> _What the task asks_
Turn every line of the records below into a JSON list of strings, one string per line, with blank lines left out. Omit the pictures from your answer.

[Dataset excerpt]
§ §

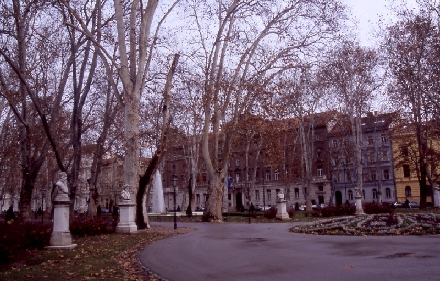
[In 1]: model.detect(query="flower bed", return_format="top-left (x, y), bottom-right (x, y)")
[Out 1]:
top-left (290, 214), bottom-right (440, 235)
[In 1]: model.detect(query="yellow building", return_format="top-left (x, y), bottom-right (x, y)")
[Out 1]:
top-left (392, 123), bottom-right (440, 205)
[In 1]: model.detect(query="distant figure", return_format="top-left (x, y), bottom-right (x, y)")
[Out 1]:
top-left (5, 206), bottom-right (15, 222)
top-left (278, 189), bottom-right (284, 200)
top-left (112, 206), bottom-right (119, 218)
top-left (55, 172), bottom-right (69, 195)
top-left (121, 184), bottom-right (130, 200)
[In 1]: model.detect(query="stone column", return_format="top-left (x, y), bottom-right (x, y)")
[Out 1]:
top-left (46, 194), bottom-right (76, 250)
top-left (116, 185), bottom-right (137, 234)
top-left (354, 187), bottom-right (365, 216)
top-left (276, 191), bottom-right (289, 220)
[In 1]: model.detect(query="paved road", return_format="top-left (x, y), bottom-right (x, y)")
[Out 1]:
top-left (140, 223), bottom-right (440, 281)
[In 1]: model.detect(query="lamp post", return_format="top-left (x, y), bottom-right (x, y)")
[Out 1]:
top-left (246, 181), bottom-right (254, 224)
top-left (172, 174), bottom-right (177, 229)
top-left (41, 187), bottom-right (46, 223)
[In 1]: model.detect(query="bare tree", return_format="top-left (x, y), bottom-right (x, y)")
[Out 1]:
top-left (179, 0), bottom-right (343, 221)
top-left (384, 11), bottom-right (440, 208)
top-left (321, 41), bottom-right (380, 213)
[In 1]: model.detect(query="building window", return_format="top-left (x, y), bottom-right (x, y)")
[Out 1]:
top-left (373, 188), bottom-right (377, 199)
top-left (405, 186), bottom-right (411, 197)
top-left (383, 169), bottom-right (390, 180)
top-left (265, 167), bottom-right (270, 181)
top-left (400, 146), bottom-right (409, 157)
top-left (403, 164), bottom-right (411, 178)
top-left (348, 189), bottom-right (353, 200)
top-left (385, 187), bottom-right (391, 198)
top-left (316, 167), bottom-right (322, 177)
top-left (368, 152), bottom-right (374, 162)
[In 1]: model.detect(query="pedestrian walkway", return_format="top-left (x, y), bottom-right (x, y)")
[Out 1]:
top-left (140, 223), bottom-right (440, 281)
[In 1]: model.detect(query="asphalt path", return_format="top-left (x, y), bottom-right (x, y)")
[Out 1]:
top-left (140, 223), bottom-right (440, 281)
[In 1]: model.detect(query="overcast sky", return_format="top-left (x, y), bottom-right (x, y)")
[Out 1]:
top-left (342, 0), bottom-right (416, 46)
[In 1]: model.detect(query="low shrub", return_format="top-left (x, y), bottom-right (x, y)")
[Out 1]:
top-left (364, 202), bottom-right (394, 214)
top-left (320, 205), bottom-right (356, 217)
top-left (70, 217), bottom-right (116, 236)
top-left (263, 207), bottom-right (277, 219)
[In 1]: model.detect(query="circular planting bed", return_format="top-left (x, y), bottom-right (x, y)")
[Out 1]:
top-left (290, 214), bottom-right (440, 236)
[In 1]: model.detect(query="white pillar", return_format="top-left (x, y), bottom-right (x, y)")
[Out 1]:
top-left (46, 194), bottom-right (76, 250)
top-left (116, 184), bottom-right (137, 234)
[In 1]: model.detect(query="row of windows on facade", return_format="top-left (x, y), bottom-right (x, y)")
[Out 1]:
top-left (181, 166), bottom-right (392, 183)
top-left (331, 134), bottom-right (388, 147)
top-left (228, 150), bottom-right (389, 170)
top-left (229, 168), bottom-right (390, 182)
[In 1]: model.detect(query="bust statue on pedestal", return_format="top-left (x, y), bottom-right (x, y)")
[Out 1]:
top-left (277, 189), bottom-right (284, 201)
top-left (121, 184), bottom-right (130, 200)
top-left (46, 172), bottom-right (76, 250)
top-left (55, 172), bottom-right (69, 199)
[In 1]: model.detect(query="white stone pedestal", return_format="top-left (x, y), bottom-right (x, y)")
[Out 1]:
top-left (276, 199), bottom-right (289, 220)
top-left (434, 187), bottom-right (440, 208)
top-left (116, 200), bottom-right (137, 234)
top-left (355, 195), bottom-right (365, 216)
top-left (46, 194), bottom-right (76, 250)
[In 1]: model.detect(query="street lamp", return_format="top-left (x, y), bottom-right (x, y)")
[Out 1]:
top-left (246, 182), bottom-right (254, 224)
top-left (41, 187), bottom-right (46, 223)
top-left (172, 174), bottom-right (177, 229)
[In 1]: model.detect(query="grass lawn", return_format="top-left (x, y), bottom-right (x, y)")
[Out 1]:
top-left (0, 227), bottom-right (189, 280)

§ §

> _Solution below_
[
  "[In 1]: model.detect(query=\"flower bed\", return_format=\"top-left (x, y), bottom-right (x, y)\")",
  "[Out 1]:",
  "top-left (290, 214), bottom-right (440, 235)",
  "[In 1]: model.detect(query=\"yellow building\", return_format=\"top-left (x, y), bottom-right (x, y)\")",
  "[Out 1]:",
  "top-left (392, 123), bottom-right (440, 205)",
  "[In 1]: model.detect(query=\"distant figure\", return_format=\"top-left (x, y), bottom-right (x, y)\")",
  "[Out 1]:",
  "top-left (5, 206), bottom-right (15, 222)",
  "top-left (278, 189), bottom-right (284, 200)",
  "top-left (112, 206), bottom-right (119, 218)",
  "top-left (55, 172), bottom-right (69, 195)",
  "top-left (121, 184), bottom-right (130, 200)",
  "[In 1]: model.detect(query=\"stone column\", return_format=\"top-left (x, y), bottom-right (x, y)\")",
  "[Out 1]:",
  "top-left (46, 194), bottom-right (76, 250)",
  "top-left (116, 185), bottom-right (137, 234)",
  "top-left (354, 187), bottom-right (365, 216)",
  "top-left (276, 191), bottom-right (289, 220)",
  "[In 1]: model.detect(query=\"paved road\", return_format=\"top-left (x, y), bottom-right (x, y)\")",
  "[Out 1]:",
  "top-left (140, 223), bottom-right (440, 281)",
  "[In 1]: model.detect(query=\"lamp post\", return_format=\"top-left (x, y), bottom-right (x, y)\")",
  "[Out 1]:",
  "top-left (246, 181), bottom-right (254, 224)",
  "top-left (172, 174), bottom-right (177, 229)",
  "top-left (41, 187), bottom-right (46, 223)",
  "[In 1]: model.detect(query=\"bare tree\", return_format=\"top-left (x, y), bottom-right (x, y)\")",
  "[Out 1]:",
  "top-left (179, 0), bottom-right (343, 221)",
  "top-left (384, 11), bottom-right (440, 208)",
  "top-left (321, 41), bottom-right (380, 213)",
  "[In 1]: model.detect(query=\"building window\", return_format=\"top-left (x, y), bottom-right (x, y)\")",
  "[Out 1]:",
  "top-left (373, 188), bottom-right (377, 199)",
  "top-left (405, 186), bottom-right (411, 197)",
  "top-left (383, 169), bottom-right (390, 180)",
  "top-left (265, 167), bottom-right (270, 181)",
  "top-left (400, 146), bottom-right (409, 157)",
  "top-left (403, 164), bottom-right (411, 178)",
  "top-left (348, 189), bottom-right (353, 200)",
  "top-left (385, 187), bottom-right (391, 198)",
  "top-left (316, 167), bottom-right (322, 177)",
  "top-left (368, 152), bottom-right (374, 162)",
  "[In 1]: model.detect(query=\"pedestrian walkway\", return_format=\"top-left (x, y), bottom-right (x, y)\")",
  "[Out 1]:",
  "top-left (140, 223), bottom-right (440, 281)",
  "[In 1]: model.detect(query=\"asphalt path\", return_format=\"top-left (x, y), bottom-right (x, y)\")",
  "[Out 1]:",
  "top-left (140, 223), bottom-right (440, 281)",
  "[In 1]: model.detect(query=\"overcast sky\", return_format=\"top-left (x, y), bottom-right (x, y)\")",
  "[Out 1]:",
  "top-left (342, 0), bottom-right (416, 46)",
  "[In 1]: model.detect(query=\"low shrub\", return_format=\"top-left (x, y), bottom-right (x, y)\")",
  "[Out 1]:",
  "top-left (364, 202), bottom-right (394, 214)",
  "top-left (320, 205), bottom-right (356, 217)",
  "top-left (70, 217), bottom-right (116, 236)",
  "top-left (263, 207), bottom-right (277, 219)",
  "[In 1]: model.detect(query=\"circular planting bed\", return_format=\"top-left (x, y), bottom-right (x, y)\")",
  "[Out 1]:",
  "top-left (290, 214), bottom-right (440, 236)",
  "[In 1]: model.detect(query=\"white pillar\", return_format=\"top-left (x, y), bottom-right (x, y)\")",
  "[Out 1]:",
  "top-left (46, 194), bottom-right (76, 250)",
  "top-left (116, 184), bottom-right (137, 234)",
  "[In 1]: model.detect(query=\"row of windows on facade\", return_format=\"top-left (x, y), bottom-right (x, y)\")",
  "[Out 1]:",
  "top-left (181, 166), bottom-right (392, 183)",
  "top-left (331, 134), bottom-right (388, 147)",
  "top-left (228, 150), bottom-right (389, 170)",
  "top-left (229, 168), bottom-right (390, 182)",
  "[In 1]: model.detect(query=\"bust statue on pedestal\", return_format=\"top-left (x, y), bottom-right (x, y)\")",
  "[Out 1]:",
  "top-left (277, 189), bottom-right (284, 201)",
  "top-left (121, 184), bottom-right (130, 200)",
  "top-left (46, 172), bottom-right (76, 250)",
  "top-left (55, 172), bottom-right (69, 199)",
  "[In 1]: model.detect(query=\"white stone pedestal\", return_format=\"top-left (x, y), bottom-right (x, y)\")",
  "[Out 1]:",
  "top-left (276, 199), bottom-right (289, 220)",
  "top-left (434, 187), bottom-right (440, 208)",
  "top-left (116, 200), bottom-right (137, 234)",
  "top-left (355, 195), bottom-right (365, 216)",
  "top-left (46, 194), bottom-right (76, 250)",
  "[In 1]: model.detect(query=\"street lamp\", return_format=\"top-left (x, y), bottom-right (x, y)\")",
  "[Out 1]:",
  "top-left (246, 182), bottom-right (254, 224)",
  "top-left (41, 187), bottom-right (46, 223)",
  "top-left (172, 174), bottom-right (177, 229)",
  "[In 1]: model.detect(query=\"grass lawn\", return_format=\"top-left (x, y), bottom-right (x, y)\")",
  "[Out 1]:",
  "top-left (0, 227), bottom-right (189, 280)"
]